--- Your task ---
Only the lines holding "duck" are wanted. Copy every one from the records below.
-=-=-
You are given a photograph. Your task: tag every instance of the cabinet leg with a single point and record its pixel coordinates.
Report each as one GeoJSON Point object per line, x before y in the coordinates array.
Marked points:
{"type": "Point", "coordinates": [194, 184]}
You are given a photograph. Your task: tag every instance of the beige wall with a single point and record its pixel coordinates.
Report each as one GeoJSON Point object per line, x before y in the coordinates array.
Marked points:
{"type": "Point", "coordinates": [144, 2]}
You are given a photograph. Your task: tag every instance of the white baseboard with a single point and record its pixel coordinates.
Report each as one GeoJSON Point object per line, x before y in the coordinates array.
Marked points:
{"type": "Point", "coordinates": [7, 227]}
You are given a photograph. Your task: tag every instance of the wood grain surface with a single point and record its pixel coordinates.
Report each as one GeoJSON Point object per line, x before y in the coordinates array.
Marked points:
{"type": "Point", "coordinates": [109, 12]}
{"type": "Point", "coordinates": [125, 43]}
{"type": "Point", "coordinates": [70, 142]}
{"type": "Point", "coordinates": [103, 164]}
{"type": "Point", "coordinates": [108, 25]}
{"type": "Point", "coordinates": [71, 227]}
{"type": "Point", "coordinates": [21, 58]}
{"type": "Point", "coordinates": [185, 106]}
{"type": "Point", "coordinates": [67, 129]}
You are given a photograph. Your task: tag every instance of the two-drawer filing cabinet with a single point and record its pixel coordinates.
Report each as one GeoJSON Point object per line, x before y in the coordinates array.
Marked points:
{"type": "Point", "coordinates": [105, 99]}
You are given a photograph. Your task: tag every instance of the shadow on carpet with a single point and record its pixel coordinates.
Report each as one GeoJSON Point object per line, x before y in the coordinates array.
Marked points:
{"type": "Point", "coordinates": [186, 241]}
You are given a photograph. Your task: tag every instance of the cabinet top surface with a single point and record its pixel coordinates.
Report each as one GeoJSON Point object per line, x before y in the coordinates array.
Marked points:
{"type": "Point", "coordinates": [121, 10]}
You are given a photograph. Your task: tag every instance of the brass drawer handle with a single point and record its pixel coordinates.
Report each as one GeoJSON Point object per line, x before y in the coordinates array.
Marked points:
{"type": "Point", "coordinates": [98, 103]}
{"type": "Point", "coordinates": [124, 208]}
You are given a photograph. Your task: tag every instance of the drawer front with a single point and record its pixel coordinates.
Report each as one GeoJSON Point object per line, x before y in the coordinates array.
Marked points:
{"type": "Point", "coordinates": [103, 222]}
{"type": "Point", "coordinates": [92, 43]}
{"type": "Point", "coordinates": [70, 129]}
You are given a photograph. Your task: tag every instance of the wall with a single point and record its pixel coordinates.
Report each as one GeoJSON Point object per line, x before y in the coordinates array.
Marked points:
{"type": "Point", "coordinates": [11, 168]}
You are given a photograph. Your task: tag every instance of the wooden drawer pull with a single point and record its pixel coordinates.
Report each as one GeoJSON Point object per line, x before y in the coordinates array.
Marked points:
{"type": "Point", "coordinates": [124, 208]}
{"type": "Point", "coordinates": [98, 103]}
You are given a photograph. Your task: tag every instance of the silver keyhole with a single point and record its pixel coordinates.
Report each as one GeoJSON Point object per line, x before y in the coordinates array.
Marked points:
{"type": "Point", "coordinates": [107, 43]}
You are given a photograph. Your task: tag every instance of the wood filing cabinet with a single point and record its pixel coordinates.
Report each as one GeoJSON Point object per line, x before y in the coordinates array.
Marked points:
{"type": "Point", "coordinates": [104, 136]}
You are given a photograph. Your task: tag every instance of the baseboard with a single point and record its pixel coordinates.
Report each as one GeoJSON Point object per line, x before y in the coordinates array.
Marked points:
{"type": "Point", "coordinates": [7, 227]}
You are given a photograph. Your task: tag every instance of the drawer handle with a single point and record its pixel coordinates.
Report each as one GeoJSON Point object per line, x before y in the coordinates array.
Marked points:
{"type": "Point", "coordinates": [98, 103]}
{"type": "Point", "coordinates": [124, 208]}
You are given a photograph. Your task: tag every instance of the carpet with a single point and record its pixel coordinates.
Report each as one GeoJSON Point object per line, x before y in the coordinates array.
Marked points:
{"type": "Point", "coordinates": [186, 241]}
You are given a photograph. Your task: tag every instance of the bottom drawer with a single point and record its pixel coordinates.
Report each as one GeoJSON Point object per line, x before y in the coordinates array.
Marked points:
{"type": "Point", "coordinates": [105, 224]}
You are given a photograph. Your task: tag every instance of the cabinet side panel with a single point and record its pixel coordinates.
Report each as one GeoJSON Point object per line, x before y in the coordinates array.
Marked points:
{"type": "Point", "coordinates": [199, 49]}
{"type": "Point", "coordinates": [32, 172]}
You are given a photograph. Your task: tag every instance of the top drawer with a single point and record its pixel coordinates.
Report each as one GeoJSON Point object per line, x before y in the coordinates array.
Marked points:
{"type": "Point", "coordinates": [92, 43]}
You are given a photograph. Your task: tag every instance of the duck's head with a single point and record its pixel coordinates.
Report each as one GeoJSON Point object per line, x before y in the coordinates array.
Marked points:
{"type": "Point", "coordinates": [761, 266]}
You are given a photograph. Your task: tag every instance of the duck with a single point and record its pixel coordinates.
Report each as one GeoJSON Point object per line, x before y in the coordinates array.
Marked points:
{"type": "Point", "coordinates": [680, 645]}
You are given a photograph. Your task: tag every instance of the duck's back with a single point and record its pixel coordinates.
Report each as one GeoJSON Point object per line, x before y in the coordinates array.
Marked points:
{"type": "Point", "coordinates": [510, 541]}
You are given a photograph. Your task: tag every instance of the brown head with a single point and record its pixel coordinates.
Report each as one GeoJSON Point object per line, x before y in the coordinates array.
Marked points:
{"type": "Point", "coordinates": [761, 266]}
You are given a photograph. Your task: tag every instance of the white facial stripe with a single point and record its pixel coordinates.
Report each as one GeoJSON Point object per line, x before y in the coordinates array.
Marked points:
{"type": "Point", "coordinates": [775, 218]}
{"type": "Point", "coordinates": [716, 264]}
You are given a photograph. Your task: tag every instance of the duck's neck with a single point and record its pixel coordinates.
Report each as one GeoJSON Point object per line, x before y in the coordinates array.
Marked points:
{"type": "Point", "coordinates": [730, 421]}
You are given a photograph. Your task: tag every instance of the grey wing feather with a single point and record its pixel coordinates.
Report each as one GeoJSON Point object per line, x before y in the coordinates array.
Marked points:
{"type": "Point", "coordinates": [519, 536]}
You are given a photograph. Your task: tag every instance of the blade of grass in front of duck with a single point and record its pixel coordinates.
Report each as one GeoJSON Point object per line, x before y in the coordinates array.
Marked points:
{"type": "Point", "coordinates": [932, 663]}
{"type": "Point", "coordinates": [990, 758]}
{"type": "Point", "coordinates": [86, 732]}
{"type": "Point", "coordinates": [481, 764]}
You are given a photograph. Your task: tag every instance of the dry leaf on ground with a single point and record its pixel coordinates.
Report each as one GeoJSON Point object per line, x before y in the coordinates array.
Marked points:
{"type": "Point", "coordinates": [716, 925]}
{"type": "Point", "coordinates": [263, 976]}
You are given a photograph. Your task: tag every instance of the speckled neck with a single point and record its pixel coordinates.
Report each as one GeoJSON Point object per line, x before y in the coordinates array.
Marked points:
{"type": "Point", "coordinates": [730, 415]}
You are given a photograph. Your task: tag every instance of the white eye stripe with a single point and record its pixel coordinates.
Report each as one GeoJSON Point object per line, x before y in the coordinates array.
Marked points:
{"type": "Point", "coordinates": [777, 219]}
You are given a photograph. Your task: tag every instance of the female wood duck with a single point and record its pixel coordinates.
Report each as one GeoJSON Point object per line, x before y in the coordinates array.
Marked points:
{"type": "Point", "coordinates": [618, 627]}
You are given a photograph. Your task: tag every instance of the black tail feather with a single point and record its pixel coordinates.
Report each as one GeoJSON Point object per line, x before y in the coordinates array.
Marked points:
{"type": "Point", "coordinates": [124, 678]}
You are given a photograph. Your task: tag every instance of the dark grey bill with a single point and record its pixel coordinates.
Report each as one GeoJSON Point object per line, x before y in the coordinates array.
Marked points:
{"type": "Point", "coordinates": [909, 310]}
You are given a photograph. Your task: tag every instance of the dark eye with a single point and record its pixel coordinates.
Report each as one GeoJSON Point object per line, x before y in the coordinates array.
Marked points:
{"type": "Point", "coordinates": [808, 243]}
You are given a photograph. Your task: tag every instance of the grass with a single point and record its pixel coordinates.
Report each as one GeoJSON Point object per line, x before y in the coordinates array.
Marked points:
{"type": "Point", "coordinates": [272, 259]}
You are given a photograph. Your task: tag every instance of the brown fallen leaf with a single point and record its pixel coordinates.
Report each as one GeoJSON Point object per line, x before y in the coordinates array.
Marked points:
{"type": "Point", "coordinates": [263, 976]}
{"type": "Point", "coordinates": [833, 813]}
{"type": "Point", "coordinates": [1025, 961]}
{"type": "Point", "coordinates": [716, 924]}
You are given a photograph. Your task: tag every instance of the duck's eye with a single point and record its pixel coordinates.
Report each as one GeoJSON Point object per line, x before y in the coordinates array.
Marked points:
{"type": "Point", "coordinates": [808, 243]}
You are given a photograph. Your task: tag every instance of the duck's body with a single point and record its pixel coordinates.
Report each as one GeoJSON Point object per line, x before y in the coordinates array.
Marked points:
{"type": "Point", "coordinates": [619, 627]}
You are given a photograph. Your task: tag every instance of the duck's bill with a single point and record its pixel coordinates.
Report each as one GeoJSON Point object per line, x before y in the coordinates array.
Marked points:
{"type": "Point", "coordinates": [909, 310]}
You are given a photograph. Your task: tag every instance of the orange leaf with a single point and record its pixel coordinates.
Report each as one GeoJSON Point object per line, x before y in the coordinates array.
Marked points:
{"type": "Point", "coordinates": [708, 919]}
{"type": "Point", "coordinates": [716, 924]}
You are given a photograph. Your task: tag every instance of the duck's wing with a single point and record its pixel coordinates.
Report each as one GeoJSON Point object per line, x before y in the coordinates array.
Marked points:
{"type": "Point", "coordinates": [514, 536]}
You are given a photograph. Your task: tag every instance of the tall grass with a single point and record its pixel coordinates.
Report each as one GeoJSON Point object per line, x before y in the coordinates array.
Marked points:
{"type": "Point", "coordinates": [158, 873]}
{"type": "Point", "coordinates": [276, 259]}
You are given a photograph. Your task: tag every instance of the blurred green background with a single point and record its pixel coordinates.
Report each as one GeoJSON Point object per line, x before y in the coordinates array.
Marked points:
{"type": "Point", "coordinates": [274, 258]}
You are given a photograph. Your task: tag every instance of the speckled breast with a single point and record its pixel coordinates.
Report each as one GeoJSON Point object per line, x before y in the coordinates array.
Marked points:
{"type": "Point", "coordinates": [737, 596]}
-=-=-
--- Written response ---
You are given a photograph. Your task: tag every instance of the duck's head with a single point and record its pixel coordinates.
You are given a photograph. Your task: tag every instance of the duck with a single point and record its pixel coordinates.
You are given a photograph. Your task: tag every instance of the duck's back with a single point and record its pixel coordinates.
You are given a photograph. Your task: tag every instance of the duck's neck with a single point and record its pixel coordinates.
You are given a photograph. Your task: tag every instance of the blade of grass in front of duck with a single point and record its pixel coordinates.
You are given a photograph. Your task: tag every instance of the female wood duck with a single point and record its pixel coordinates.
You are given a photograph. Your task: tag every instance of the duck's eye with a single point and record its pixel coordinates.
You are given a photograph. Your task: tag every instance of the duck's body with a single point and record its pixel coordinates.
You are given a photograph. Your task: tag every instance of the duck's bill with a single point and record its pixel coordinates.
You are given a photograph. Your task: tag every instance of the duck's wing with a single point and record its pixel coordinates.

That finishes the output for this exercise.